* _TASK TO CARRY OUT_
Beginning with the line that contains "Confirm that each instance of the grey", transcribe the rest of the listing below exactly, including its last line, and exclude any pictures.

* _DATA TO USE_

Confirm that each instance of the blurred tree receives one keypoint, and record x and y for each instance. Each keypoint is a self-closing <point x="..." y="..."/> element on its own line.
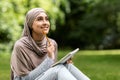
<point x="89" y="24"/>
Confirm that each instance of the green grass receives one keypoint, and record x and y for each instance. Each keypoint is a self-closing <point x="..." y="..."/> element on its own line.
<point x="98" y="65"/>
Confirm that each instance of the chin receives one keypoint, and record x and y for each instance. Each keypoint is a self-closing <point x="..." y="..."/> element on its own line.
<point x="45" y="32"/>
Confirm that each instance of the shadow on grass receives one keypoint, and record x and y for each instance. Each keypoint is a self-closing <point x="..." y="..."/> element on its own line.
<point x="99" y="67"/>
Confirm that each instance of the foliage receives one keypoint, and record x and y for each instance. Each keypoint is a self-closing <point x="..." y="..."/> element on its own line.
<point x="91" y="24"/>
<point x="13" y="14"/>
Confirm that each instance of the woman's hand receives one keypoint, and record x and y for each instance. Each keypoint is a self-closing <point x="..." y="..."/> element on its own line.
<point x="51" y="49"/>
<point x="69" y="61"/>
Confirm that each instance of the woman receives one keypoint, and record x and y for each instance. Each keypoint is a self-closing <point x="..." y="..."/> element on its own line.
<point x="34" y="53"/>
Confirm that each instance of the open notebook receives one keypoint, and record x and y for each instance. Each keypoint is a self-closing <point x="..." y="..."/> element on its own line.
<point x="66" y="57"/>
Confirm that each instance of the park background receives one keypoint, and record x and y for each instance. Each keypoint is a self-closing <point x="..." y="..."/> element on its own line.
<point x="91" y="25"/>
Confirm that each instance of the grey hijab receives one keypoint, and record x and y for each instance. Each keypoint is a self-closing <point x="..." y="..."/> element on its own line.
<point x="30" y="17"/>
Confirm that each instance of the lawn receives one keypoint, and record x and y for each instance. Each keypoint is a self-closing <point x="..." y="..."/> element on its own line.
<point x="98" y="65"/>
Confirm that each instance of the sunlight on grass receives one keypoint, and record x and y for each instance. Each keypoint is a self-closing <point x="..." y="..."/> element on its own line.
<point x="96" y="64"/>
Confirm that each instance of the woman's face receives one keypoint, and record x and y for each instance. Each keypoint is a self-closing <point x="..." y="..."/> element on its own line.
<point x="41" y="24"/>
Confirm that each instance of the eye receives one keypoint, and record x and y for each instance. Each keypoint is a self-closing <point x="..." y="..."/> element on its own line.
<point x="39" y="19"/>
<point x="47" y="18"/>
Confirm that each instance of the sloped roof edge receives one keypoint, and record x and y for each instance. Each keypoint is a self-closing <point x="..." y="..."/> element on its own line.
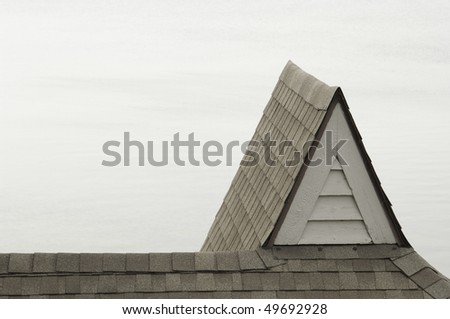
<point x="307" y="86"/>
<point x="338" y="97"/>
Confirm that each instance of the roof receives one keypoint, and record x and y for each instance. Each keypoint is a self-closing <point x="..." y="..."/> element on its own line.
<point x="259" y="197"/>
<point x="371" y="271"/>
<point x="239" y="259"/>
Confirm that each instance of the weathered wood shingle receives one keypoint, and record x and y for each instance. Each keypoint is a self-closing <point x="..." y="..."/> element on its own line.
<point x="258" y="193"/>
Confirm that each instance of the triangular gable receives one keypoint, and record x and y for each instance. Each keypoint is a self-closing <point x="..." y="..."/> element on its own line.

* _RESULT FOR THIS EXERCISE_
Confirm that each instance of the grey hijab receives one keypoint, and record x and y for each instance. Each keypoint is a self-closing <point x="..." y="..."/> element on its own line.
<point x="30" y="17"/>
Confirm that each instance of the lawn receives one keypoint, and record x and y for each instance. Each keypoint is a self-closing <point x="..." y="..."/> element on its own line.
<point x="98" y="65"/>
Confirm that each instance of the sunlight on grass receives one keypoint, and record x and y for each instance. Each keypoint is a self-closing <point x="..." y="..."/> element on its own line.
<point x="96" y="64"/>
Confirm that each instance of the woman's face receives one keypoint, and record x and y for each instance. Each keypoint is a self-closing <point x="..." y="..."/> element on its own line.
<point x="41" y="24"/>
Confirm that each instance of the eye receives one keypoint, and record x and y for each instance. Each keypoint is a self-closing <point x="..." y="..."/> element on its own line.
<point x="39" y="19"/>
<point x="47" y="18"/>
Confirm that each instance of the sloped roof edge receives one keypoint, and record x and y for each instance. Each keypoint is a self-closing <point x="..." y="..."/> element on its own line.
<point x="307" y="86"/>
<point x="338" y="97"/>
Confirm that each instance of the roof receives one keypoint, and record x and y for each instance. Each keypoint is a self-closing <point x="..." y="..."/> element on its own line.
<point x="259" y="197"/>
<point x="371" y="271"/>
<point x="239" y="259"/>
Confirm that each instance of the weathered wood shingle receives one keypoint, and record x and y for each instance. Each keypoint is a self-closing <point x="..." y="..."/> element on its own line.
<point x="258" y="193"/>
Confirm that each instance of the triangular gable receives one keypoint, and record x and y for each instance. Each keypoint is a self-closing <point x="..." y="..."/> element on its own line.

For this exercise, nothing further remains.